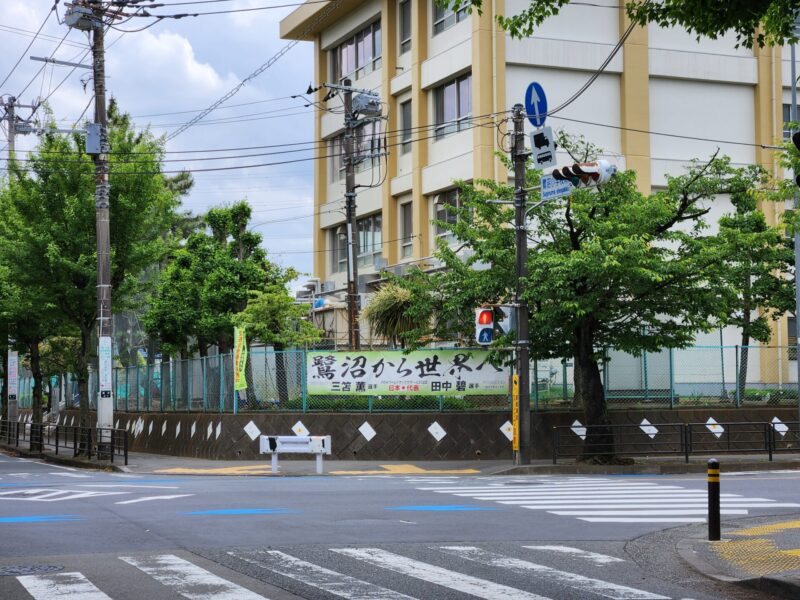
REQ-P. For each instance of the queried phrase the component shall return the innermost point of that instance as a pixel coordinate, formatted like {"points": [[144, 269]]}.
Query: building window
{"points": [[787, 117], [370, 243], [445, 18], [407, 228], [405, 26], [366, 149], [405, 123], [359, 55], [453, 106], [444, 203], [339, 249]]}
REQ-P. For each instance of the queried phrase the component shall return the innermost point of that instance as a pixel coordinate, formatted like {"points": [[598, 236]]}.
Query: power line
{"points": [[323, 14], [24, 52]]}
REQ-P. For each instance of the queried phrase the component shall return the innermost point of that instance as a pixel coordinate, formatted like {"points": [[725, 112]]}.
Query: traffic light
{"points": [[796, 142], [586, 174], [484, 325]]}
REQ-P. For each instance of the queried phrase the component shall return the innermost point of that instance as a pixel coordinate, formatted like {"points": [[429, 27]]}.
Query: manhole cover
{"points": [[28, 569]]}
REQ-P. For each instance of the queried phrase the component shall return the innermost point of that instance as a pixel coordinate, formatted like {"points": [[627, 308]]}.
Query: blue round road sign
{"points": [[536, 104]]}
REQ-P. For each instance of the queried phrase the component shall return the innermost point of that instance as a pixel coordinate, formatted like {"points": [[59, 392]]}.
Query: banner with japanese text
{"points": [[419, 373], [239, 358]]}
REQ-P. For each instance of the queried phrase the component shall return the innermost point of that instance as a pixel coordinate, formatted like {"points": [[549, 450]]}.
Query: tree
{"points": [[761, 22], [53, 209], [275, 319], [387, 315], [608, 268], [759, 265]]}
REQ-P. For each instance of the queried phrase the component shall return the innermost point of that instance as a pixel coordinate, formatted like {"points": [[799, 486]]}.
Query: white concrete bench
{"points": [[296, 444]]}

▬▬▬▬▬▬

### PROBLEM
A word-for-word copy of the entries is needed, with no pictures in it.

### ANSWER SECTION
REQ-P. For each instance of the queried phrase the component shall return the innermost point of that instance as a pixel coordinate, formatted like {"points": [[144, 269]]}.
Query: building window
{"points": [[787, 117], [370, 243], [445, 18], [407, 228], [405, 26], [366, 149], [405, 123], [359, 55], [453, 106], [444, 203], [339, 249]]}
REQ-P. For each instance of the queried phrase the component shall return the innermost point of that instance as a pixel coordinate, formatted like {"points": [[598, 236]]}.
Query: power line
{"points": [[323, 14], [24, 52]]}
REQ-P. For each instance of the queried phrase the component shall return the innermost point of that instance as a pixel coordinate, formatted like {"points": [[725, 112]]}.
Query: traffic light
{"points": [[796, 142], [586, 174], [484, 325]]}
REQ-P. For each instance of the queried phrase the component shall return the innermost point of that instance as a pixel coordinate, formatted like {"points": [[429, 27]]}.
Query: manhole cover
{"points": [[28, 569]]}
REQ-P. For each instance of the queried phrase the component shall return the innermost point of that instance as a pixel coordinate, formatted like {"points": [[627, 308]]}.
Query: blue round road sign
{"points": [[536, 104]]}
REQ-P. For each instance of the queried phrase the component shall return the innermost point of that instance as a pixel coordinate, formatted like {"points": [[59, 392]]}.
Query: banner with japanese text
{"points": [[419, 373], [239, 358]]}
REQ-P. For each instance of the queried phrase the component shall return the innermost point of that instance as a pixel coordinate, formatted like {"points": [[549, 450]]}.
Query: tree
{"points": [[761, 22], [53, 209], [275, 319], [387, 315], [608, 268], [759, 265]]}
REQ-P. For each instance of the queried phrase the component shall return the innermost point of that instance as a pixel coordinate, formatted like {"points": [[799, 486]]}.
Query: white concrete bench
{"points": [[296, 444]]}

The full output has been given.